MATERIAL TO PROCESS:

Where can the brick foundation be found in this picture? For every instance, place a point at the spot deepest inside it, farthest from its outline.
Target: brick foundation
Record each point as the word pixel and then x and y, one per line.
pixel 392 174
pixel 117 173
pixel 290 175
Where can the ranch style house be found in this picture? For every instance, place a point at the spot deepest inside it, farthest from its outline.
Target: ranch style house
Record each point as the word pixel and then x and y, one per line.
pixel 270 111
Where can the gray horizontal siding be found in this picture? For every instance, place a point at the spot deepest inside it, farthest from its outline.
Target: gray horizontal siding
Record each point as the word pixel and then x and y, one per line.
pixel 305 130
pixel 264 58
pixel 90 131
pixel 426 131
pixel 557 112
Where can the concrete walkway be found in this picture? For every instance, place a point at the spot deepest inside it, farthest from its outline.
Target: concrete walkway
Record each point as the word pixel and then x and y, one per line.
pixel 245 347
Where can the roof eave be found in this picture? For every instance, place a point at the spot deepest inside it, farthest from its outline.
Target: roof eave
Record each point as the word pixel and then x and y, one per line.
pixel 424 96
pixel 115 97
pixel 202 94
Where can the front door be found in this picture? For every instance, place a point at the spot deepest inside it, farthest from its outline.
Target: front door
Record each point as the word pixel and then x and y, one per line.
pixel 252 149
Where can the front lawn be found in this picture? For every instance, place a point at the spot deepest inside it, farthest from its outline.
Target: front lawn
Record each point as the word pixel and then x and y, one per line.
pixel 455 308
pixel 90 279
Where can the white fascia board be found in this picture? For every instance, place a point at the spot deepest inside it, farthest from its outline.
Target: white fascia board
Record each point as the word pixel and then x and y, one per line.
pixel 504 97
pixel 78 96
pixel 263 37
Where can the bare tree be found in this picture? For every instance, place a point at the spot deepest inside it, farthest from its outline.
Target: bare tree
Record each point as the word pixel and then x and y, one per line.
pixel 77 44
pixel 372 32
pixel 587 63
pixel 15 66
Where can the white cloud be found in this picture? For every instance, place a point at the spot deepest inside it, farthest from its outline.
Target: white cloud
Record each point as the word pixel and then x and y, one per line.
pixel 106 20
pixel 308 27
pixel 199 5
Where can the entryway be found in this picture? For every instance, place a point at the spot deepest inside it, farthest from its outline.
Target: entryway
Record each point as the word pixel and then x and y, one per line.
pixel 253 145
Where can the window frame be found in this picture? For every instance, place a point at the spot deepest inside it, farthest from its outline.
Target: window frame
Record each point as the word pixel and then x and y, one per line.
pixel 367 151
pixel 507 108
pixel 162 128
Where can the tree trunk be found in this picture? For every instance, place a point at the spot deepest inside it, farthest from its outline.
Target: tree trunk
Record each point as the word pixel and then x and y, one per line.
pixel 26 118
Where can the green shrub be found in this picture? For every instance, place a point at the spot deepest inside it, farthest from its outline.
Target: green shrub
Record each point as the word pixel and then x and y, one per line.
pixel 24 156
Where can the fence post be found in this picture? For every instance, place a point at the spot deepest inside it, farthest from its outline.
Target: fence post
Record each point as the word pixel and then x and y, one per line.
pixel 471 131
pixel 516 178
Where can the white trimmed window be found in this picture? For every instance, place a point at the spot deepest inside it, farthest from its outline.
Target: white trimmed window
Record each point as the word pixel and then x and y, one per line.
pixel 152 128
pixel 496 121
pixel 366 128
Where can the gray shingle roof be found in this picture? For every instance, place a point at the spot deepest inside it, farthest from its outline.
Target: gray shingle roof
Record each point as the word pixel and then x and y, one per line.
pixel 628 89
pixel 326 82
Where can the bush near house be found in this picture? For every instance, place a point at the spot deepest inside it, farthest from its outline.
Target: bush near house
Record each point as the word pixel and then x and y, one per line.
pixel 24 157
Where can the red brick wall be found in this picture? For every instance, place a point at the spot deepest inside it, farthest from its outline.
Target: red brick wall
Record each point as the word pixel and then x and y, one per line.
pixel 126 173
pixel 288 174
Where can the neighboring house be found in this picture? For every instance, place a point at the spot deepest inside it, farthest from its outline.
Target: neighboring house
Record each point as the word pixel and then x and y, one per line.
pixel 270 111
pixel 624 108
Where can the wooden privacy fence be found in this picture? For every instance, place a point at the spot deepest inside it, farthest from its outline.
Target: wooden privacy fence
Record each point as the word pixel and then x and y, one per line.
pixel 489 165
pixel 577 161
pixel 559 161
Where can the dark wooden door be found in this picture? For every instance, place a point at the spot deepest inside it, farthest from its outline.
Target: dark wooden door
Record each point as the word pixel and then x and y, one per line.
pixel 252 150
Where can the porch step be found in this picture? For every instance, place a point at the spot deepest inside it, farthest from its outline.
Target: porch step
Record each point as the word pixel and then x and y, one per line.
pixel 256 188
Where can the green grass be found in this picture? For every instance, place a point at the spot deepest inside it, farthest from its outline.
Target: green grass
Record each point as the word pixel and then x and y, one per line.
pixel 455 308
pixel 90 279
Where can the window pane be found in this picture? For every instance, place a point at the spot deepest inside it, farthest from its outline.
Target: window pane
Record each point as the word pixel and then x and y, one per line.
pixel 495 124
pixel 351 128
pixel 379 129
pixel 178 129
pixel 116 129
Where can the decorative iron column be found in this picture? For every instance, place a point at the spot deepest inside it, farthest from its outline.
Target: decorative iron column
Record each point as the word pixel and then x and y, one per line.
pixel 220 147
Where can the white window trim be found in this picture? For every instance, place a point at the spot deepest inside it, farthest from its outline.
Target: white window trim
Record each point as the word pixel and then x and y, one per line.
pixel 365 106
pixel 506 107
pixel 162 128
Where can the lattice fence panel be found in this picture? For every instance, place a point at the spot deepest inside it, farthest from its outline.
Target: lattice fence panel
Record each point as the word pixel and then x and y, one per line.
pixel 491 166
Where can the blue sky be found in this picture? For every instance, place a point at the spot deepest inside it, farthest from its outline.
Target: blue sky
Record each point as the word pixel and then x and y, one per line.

WRITTEN PROBLEM: Write out every line of the data above as a numbered list, leaving out any blank lines.

ANSWER IN FULL:
1. Where can the brick foundation be found in this picture? For every instance, place a point at the spot deepest inside it, farthest from its outline.
2. Target: brick foundation
3. Record each point as the word pixel and then x and y, one per line.
4. pixel 392 174
5. pixel 117 173
6. pixel 290 175
7. Where can the ranch style house be found in this picture? For every instance, place a point at the spot deepest inside it, farthest from its outline.
8. Target: ranch style house
9. Record each point as the word pixel and then x and y, one per line.
10. pixel 270 111
11. Where can the gray horizontal siding be found in this picture? For every instance, place a point at the spot deepest inside it, farthest from its outline.
12. Target: gray horizontal siding
13. Record each point as the word pixel and then x and y, one per line.
14. pixel 305 130
15. pixel 264 58
16. pixel 90 131
17. pixel 426 131
18. pixel 557 112
19. Where can the concrete walkway be found in this picture? For every instance, place a point at the spot deepest inside it, farthest from its outline.
20. Target: concrete walkway
21. Record each point as the word pixel and then x and y, one per line.
22. pixel 245 347
23. Where can the roof eave be found in this picture? For every instance, place a point at the spot deepest inside it, farthest from its outline.
24. Target: roof eave
25. Record each point as the word pixel and then x and y, one per line.
26. pixel 424 96
27. pixel 115 97
28. pixel 202 94
29. Where can the front door be found in this picture? For every instance, place a point at the spot deepest inside it, farthest from its outline.
30. Target: front door
31. Record each point as the word pixel and then x and y, one per line.
32. pixel 252 149
33. Where can the front lawn be found in this picture? For every instance, place a point at the spot deepest inside it, farthest from its outline.
34. Target: front lawn
35. Record each point as the word pixel and then x and y, one per line.
36. pixel 455 308
37. pixel 90 279
38. Where can the white fascia board be found in this picture? For every instance, place a point at the spot deepest inside it, farthest from its outline.
39. Target: white fascia board
40. Record each point as the word pixel and then x and y, one per line.
41. pixel 504 97
42. pixel 78 96
43. pixel 263 37
44. Where can the bare tree be found in this picture? For every instance, place a point at the spot deepest inside it, farthest from its outline.
45. Target: bare tree
46. Record each point as the word pixel and then x and y, one per line.
47. pixel 77 44
48. pixel 372 32
49. pixel 587 63
50. pixel 15 66
51. Where can the white cloud be found in this picture? For every instance, place a point at the spot deepest inside it, farthest from its outline.
52. Target: white cloud
53. Record each point as the word pixel and then x and y, one per line.
54. pixel 106 20
55. pixel 308 27
56. pixel 199 5
57. Where can the entryway be found in this picture? For every instance, place a point at the spot deepest inside it, farthest from its outline.
58. Target: entryway
59. Record each point as the word pixel and then x and y, one per line.
60. pixel 253 145
61. Where can the window frame be found in this picture? For every instance, place a point at the spot deepest inside it, farthest from its outline.
62. Target: window frame
63. Record each point as the word pixel and then x and y, one per line.
64. pixel 367 151
65. pixel 507 108
66. pixel 162 128
67. Where can the tree trunk be found in this picture? For every instance, place a point at the spot deepest inside it, farthest from its outline.
68. Target: tree trunk
69. Record each point as the word pixel and then x and y, one per line.
70. pixel 26 118
71. Where can the green shrub be found in this picture? For every instance, place a point at the spot deepest inside it, farthest from its outline.
72. Target: green shrub
73. Record each point as the word pixel and then x and y, one per line.
74. pixel 24 156
75. Where can the fence post be found in this picture? For every instance, place a point at the spot deepest inside it, farthest from its outline.
76. Target: fence post
77. Record each point as the word pixel and then x and y, one per line.
78. pixel 471 131
79. pixel 516 178
80. Where can the white trimmed window be found in this picture? For every instance, place a point at the spot deepest inside it, farthest from its outline.
81. Target: white trimmed window
82. Record each point as the word pixel and then x and y, one per line.
83. pixel 152 128
84. pixel 496 121
85. pixel 366 128
86. Where can the gray shingle roof be found in this picture? For every instance, place a point at the spot deepest inside it, farthest from its outline.
87. Target: gray shingle roof
88. Record each point as the word pixel and then x and y, one per line.
89. pixel 628 89
90. pixel 326 82
91. Where can the bush near house be found in this picture? For every instance, place a point at the spot deepest inside it, farthest from its outline.
92. Target: bush near house
93. Record each point as the word pixel and then x and y, one per line.
94. pixel 24 157
95. Where can the red brick wall be found in this picture? For every instance, place a point at the spot deepest inside it, farthest from its outline.
96. Target: red brick wall
97. Record each point as the word pixel and then x and y, one per line.
98. pixel 126 173
99. pixel 288 174
100. Where can the neighboring house be found in this picture? For every instance, place a point at the spot deepest inside it, farthest from its outline.
101. Target: neighboring house
102. Record each point as the word pixel and then x and y, one per line.
103. pixel 270 111
104. pixel 624 108
105. Where can the wooden privacy fence be found in this picture? For every instance, place a point at the spot deepest inside it, farthest from its outline.
106. Target: wooden privacy fence
107. Record each point as the word pixel and then x and y, one per line.
108. pixel 489 165
109. pixel 577 161
110. pixel 559 161
111. Where can the dark wooden door be found in this picture? For every instance, place a point at the spot deepest inside it, farthest from its outline.
112. Target: dark wooden door
113. Record each point as the word pixel and then x and y, one per line.
114. pixel 252 150
115. Where can the porch step be found in this picture? For every instance, place a point at the spot deepest inside it, farthest from its outline.
116. Target: porch step
117. Record each point as the word pixel and then x and y, one per line.
118. pixel 256 188
119. Where can the green grass be found in this picture? For every instance, place a point at the spot deepest inside it, farthest from its outline.
120. Target: green grass
121. Record each point as the word pixel and then x and y, one per line.
122. pixel 455 308
123. pixel 90 279
124. Where can the window pane be found in this picture? For every instance, place a point at the spot deepest inside it, farthest from its outline.
125. Target: window pane
126. Record each point as the word pixel and then x and y, one per line.
127. pixel 495 124
128. pixel 351 128
129. pixel 379 129
130. pixel 178 129
131. pixel 116 129
132. Where can the decorative iron column be found in this picture? For every instance, place a point at the spot deepest inside it, farthest from its outline.
133. Target: decorative iron column
134. Record each point as the word pixel and then x and y, one per line.
135. pixel 220 147
136. Where can the white window trim be found in this picture? For every instance, place a point at the spot deepest inside it, farthest from its outline.
137. Target: white window trim
138. Record each point as the word pixel and then x and y, one per line.
139. pixel 365 106
140. pixel 506 107
141. pixel 162 128
142. Where can the lattice fence panel be found in this picture? For every instance, place a point at the spot deepest inside it, farthest from its outline.
143. Target: lattice fence panel
144. Record each point as the word pixel and then x and y, one per line.
145. pixel 491 166
146. Where can the blue sky be found in this picture? For every instance, place a point at the spot deepest inside it, farthest from its outline.
147. Target: blue sky
148. Record each point as the word pixel and then x and y, one per line.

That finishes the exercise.